◆ **SET PROBLEM**:
Rescale the lines below, starting at the first line and ending at the line that contains "<point>175,213</point>", both included, and nothing beyond them. Write all of these lines out again, requests included, with every coordinate in the answers multiplied by 2.5 and rounded to a whole number, halves rounded up.
^^^^^^^^
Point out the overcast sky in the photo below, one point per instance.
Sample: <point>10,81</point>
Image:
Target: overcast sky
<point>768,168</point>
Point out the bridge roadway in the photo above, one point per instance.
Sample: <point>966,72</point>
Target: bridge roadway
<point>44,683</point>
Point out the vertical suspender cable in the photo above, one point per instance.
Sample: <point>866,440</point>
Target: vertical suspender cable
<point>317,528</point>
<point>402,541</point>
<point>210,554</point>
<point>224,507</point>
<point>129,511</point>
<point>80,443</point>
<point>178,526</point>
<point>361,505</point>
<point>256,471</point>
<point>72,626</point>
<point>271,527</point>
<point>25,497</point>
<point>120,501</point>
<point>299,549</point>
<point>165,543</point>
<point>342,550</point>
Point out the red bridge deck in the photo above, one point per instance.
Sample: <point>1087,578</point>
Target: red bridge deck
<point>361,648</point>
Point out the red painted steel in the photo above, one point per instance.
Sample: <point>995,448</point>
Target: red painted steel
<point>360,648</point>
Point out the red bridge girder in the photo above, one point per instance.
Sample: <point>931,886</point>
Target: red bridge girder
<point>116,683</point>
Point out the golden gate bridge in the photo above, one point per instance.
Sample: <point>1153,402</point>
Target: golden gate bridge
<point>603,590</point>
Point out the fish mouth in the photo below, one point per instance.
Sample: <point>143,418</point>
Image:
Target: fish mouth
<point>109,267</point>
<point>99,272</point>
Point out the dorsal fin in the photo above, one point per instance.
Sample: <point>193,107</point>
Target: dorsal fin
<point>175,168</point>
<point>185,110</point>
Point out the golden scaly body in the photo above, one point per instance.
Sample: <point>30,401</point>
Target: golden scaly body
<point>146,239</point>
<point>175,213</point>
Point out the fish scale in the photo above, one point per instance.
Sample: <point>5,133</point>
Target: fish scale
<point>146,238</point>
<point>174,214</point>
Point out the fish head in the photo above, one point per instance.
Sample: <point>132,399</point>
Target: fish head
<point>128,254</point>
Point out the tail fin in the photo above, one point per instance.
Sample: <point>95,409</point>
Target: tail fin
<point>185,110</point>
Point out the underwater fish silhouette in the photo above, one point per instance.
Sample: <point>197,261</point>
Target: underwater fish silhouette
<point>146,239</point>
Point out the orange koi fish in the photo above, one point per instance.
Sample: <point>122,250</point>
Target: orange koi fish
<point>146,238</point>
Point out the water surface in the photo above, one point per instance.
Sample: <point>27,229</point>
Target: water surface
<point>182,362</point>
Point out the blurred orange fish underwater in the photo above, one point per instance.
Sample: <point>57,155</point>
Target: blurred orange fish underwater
^^^^^^^^
◆ **WORKED ANSWER**:
Point out the overcast sky in the photo below, one point per instance.
Sample: <point>10,81</point>
Image:
Target: overcast sky
<point>1920,420</point>
Point out the bridge roadway in the photo above, one point per instance.
Sample: <point>966,72</point>
Target: bridge roadway
<point>110,1708</point>
Point out the vertical suspender cable in the photo above, one point per instance.
Sample: <point>866,440</point>
Target: vertical suspender cable
<point>793,1320</point>
<point>1005,1353</point>
<point>525,1385</point>
<point>560,1268</point>
<point>323,1278</point>
<point>200,1108</point>
<point>445,1315</point>
<point>903,1263</point>
<point>640,1178</point>
<point>180,1565</point>
<point>678,1318</point>
<point>63,1243</point>
<point>300,1253</point>
<point>748,1373</point>
<point>413,1358</point>
<point>855,1375</point>
Point out the red bridge deck in the photo above, one point per instance.
Sample: <point>1087,578</point>
Target: red bridge deck
<point>903,1620</point>
Point out the red painted steel in the photo above, one point per instance.
Sample: <point>995,448</point>
Target: red painted steel
<point>900,1620</point>
Point out the red bridge girder in the photo above, one point per instance.
Sample: <point>931,886</point>
Target: red bridge girder
<point>290,1708</point>
Point out the golden gate bridge in the photo above, one point per instance.
Sample: <point>1153,402</point>
Target: golden gate bridge
<point>1508,1475</point>
Point out the fish mouth in the photo below, one point per instance.
Sample: <point>143,418</point>
Image:
Target: fish mouth
<point>273,668</point>
<point>248,680</point>
Point out the dorsal fin in the photo above, one point per instance.
Sample: <point>193,107</point>
Target: dorsal fin
<point>438,420</point>
<point>463,275</point>
Point out the golden scaly body in the photo above, one point per instance.
Sample: <point>30,401</point>
Target: golden scaly body
<point>365,598</point>
<point>438,533</point>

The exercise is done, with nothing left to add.